__Task A__.
Copy the egg drop soup recipe word for word, from "Bake 25 minutes" to "refrigerator before use.".
__Task B__.
In the egg drop soup recipe, how long do the meatballs bake?

** Reading passage follows **

Warm up on these chilly winter days with this Egg Drop Soup that just happens to be Whole30 and Paleo compliant. It's heavy on protein and open to interpretation by adding in seasonal vegetables or spices that you may have readily available. This is a double-batch because we like to have plenty of leftovers for the week. Feel free to divide in half.
This step can be made ahead and store meatballs in refrigerator until ready to use. Preheat oven to 400°.
Combine all meatball ingredients in large bowl. Mix just until everything is well incorporated. You don't want to over-work mixture.
Shape into 1 ½ - 2 inch balls and place on parchment lined baking sheets.
Bake 25 minutes
Remove from oven and either use immediately or allow to cool and place in ziplock bags and refrigerate or freeze for use later. Thaw in refrigerator before use.

** End of Reading passage **
** Supplied records follows **

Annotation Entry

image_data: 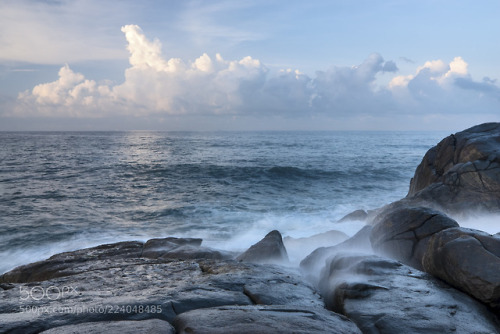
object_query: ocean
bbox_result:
[0,131,448,273]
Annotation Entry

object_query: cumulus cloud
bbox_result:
[10,25,500,125]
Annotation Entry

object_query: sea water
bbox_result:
[0,131,447,273]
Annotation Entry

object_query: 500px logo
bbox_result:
[19,285,78,300]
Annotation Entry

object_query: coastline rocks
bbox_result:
[370,206,458,270]
[0,236,344,334]
[422,228,500,315]
[320,254,500,334]
[40,319,175,334]
[407,123,500,213]
[0,237,232,283]
[236,230,288,263]
[174,305,361,334]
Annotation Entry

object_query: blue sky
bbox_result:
[0,0,500,131]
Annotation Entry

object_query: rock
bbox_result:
[300,225,373,285]
[320,254,500,334]
[407,123,500,214]
[370,206,458,270]
[174,306,361,334]
[339,210,368,223]
[0,237,233,283]
[0,241,332,334]
[142,237,203,259]
[40,319,175,334]
[283,230,349,263]
[236,230,288,263]
[422,228,500,315]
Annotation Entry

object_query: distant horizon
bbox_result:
[0,0,500,131]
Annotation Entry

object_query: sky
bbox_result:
[0,0,500,131]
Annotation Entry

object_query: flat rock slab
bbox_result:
[40,319,175,334]
[0,249,324,334]
[320,254,500,334]
[174,305,361,334]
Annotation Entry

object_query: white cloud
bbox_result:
[10,25,500,127]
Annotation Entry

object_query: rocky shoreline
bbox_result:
[0,123,500,334]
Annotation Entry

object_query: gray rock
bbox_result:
[407,123,500,214]
[370,206,458,270]
[422,228,500,315]
[174,305,361,334]
[236,230,288,263]
[0,237,233,283]
[41,319,175,334]
[320,254,500,334]
[0,239,332,334]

** End of Supplied records **

__Written response A__.
Bake 25 minutes
Remove from oven and either use immediately or allow to cool and place in ziplock bags and refrigerate or freeze for use later. Thaw in refrigerator before use.

__Written response B__.
25 minutes.